[Assignment]: From the first line to the last, write out the records below exactly as they appear.

[Data shown]:
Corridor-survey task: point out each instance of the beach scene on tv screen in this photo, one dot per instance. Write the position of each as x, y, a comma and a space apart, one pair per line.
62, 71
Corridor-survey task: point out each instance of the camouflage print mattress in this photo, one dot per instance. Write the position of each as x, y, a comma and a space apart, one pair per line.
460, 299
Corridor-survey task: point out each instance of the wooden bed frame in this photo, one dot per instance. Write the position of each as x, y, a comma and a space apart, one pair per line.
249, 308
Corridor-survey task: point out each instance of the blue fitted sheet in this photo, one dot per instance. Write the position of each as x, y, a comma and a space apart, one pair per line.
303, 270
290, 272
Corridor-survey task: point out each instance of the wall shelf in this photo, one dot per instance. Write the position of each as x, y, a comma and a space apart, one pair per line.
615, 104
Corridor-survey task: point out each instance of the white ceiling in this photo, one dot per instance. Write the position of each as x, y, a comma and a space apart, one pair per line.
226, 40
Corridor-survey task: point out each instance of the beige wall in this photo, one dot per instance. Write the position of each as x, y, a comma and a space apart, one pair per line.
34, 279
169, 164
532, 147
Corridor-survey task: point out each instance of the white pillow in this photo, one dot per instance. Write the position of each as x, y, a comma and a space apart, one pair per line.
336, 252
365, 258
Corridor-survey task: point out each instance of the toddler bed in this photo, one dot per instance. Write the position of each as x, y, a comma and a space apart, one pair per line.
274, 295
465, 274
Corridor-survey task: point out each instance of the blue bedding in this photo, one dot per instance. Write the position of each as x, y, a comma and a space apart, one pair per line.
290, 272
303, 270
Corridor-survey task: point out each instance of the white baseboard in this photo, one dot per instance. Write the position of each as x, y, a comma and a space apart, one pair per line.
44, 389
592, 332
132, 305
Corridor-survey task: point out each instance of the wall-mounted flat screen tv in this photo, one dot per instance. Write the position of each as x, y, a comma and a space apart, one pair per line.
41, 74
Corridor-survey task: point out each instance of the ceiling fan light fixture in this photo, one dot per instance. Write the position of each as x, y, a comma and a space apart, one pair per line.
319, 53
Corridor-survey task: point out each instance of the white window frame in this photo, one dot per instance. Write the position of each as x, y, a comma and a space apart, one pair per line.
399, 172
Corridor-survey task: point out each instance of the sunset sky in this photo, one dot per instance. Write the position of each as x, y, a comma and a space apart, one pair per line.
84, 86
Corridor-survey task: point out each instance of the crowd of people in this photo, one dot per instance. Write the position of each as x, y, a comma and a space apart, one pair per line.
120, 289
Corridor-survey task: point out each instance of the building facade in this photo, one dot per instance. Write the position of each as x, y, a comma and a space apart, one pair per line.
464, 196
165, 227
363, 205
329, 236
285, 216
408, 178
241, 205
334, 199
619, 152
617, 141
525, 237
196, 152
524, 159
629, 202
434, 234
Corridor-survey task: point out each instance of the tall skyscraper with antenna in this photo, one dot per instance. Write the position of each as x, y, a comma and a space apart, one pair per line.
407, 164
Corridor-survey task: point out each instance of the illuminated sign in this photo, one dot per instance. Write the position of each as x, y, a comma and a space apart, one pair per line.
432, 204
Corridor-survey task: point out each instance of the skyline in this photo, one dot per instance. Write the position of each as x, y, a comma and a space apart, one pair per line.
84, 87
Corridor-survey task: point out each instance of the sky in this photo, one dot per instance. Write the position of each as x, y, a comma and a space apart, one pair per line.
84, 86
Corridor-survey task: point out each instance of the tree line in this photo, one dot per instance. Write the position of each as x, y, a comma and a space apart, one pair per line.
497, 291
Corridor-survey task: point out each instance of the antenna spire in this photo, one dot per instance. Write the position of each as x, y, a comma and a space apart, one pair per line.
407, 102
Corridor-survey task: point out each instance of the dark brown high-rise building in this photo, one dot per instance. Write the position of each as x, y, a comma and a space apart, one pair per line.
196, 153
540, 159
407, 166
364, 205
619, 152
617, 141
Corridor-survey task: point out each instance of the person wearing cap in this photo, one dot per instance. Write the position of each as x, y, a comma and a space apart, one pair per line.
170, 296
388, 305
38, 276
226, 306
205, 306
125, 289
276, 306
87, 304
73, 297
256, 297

[Task solution]:
Corridor-survey task: point out each instance of the beach scene on tv screen in this photo, one dot per instance. Write the position of each as x, y, a comma and a space apart, one pair per line.
62, 71
Corridor-survey task: point out each instance of the camouflage print mattress in this photo, one dot per instance. Write the position of each as x, y, a comma and a space apart, one pair per line.
460, 299
Corridor-survey task: point out each instance of the wooden bed frame in this photo, one dot per instance. Write the position of each as x, y, a comma and a space apart, one pair per line.
249, 308
Corridor-survey task: point out each instance of the blue fitted sheet in this photo, one dot per instance. Write the position of each as x, y, a comma and a space apart, one pair per line.
303, 270
290, 272
Corridor-survey task: point out each instance of the wall shelf in this photo, one dot per instance. Write the position of each as x, y, a comma and a space apart, one pair per line.
615, 104
Corridor-survey task: point out each instance of the white ceiling in this photo, one dot per instance. Write the position of each as x, y, a comma and a space apart, one pair per line.
226, 40
Corridor-survey task: point out each instance of the beige wall in this photo, one dot per instance. Write the position of each as x, y, a comma and a space apart, one pair per line.
34, 279
169, 164
532, 147
Corridor-survey task: point out each instance of the white pillow in this photo, one dot per instance. Write the position of each as x, y, a comma and a space apart, one pair per line.
336, 252
365, 258
Corridor-survey task: point out each instance of the toddler bed in this photo, one dot per instance. Write the position of each as x, y, a comma and a space apart, one pair per line.
274, 295
465, 274
Corridor-survey task: point out each instance of the blue bedding in this photo, one dot per instance. Write the position of each as x, y, a comma and a space apart, one pair per line.
290, 272
303, 270
Corridor-survey task: point out each instance of the white baseboard in this photo, one dot per instance. Write the position of each as x, y, a comma and a space apart, one pair per line.
44, 389
592, 332
132, 305
Corridor-survey task: point out each instance of the wall-mounted flat screen tv in this photo, one dot per instance. Write the position of each as x, y, a comma and a space apart, one pair per line.
41, 74
Corridor-survey task: point out each instance of the ceiling fan light fixture in this photo, one dot per instance. Write the position of each as x, y, a comma and a space apart, one pair per line.
319, 53
Corridor-survey task: point out each instance of the white window frame in this photo, one dot per instance. Write the position of each as x, y, a comma and a space apart, one pair per line.
399, 172
Corridor-survey task: point out each instance of the sunset sky in this photo, one dot per instance. Write the position of each as x, y, a comma and a space apart, one pair per line.
84, 86
Corridor-survey task: point out each instance of the crowd of people in this photo, one dot per instance. Write the position of each as x, y, a comma and a space apart, one pair per line.
120, 289
Corridor-survey task: point out each instance of the building facade in this photo, one dot per instance. Write the position of each as x, y, a comma and a space apart, one pair per line.
464, 196
165, 227
363, 205
329, 236
285, 216
408, 178
241, 205
334, 199
619, 152
617, 141
525, 237
196, 152
524, 159
629, 202
434, 234
Corridor-survey task: point out each instance of the tall skyscraper with antenna in this photo, one dot per instance. Write the position of each as x, y, a comma and a space apart, one pair per line.
407, 164
Corridor-survey task: point out each instance of the illuminated sign in this photo, one dot per instance. Write the position of each as x, y, a comma and a space apart, one pair per line.
432, 204
Corridor-survey task: point out each instance of the skyline in this photo, one dot per instance. Write the position of each as x, y, a comma and a space apart, one pair per line.
84, 87
Corridor-survey task: point out each instance of the sky in this photo, one dot per instance. Write the position of each as x, y, a comma and a space apart, one pair per line.
84, 86
Corridor-survey task: point out each instance of the tree line in this photo, one dot per instance. Write the position of each as x, y, a comma and a space apart, one pair per line.
497, 291
Corridor-survey task: point out each instance of the antenna spire in this photo, one dot per instance. Write the position of each as x, y, a comma and a space apart, one pair per line.
407, 102
Corridor-survey task: point out each instance of the dark brown high-rise building in this photo, one dot per instance. Write the position of each as x, y, a comma and a space apart, one pair per line.
196, 153
540, 159
407, 166
364, 205
619, 152
617, 141
Corridor-survey task: point out each instance of the person wearing cap in this photo, one dot per instance. Write the position of each as x, y, a comma and a space apart, one pair per line.
170, 296
388, 305
38, 276
226, 306
205, 306
125, 289
276, 306
87, 304
73, 297
256, 297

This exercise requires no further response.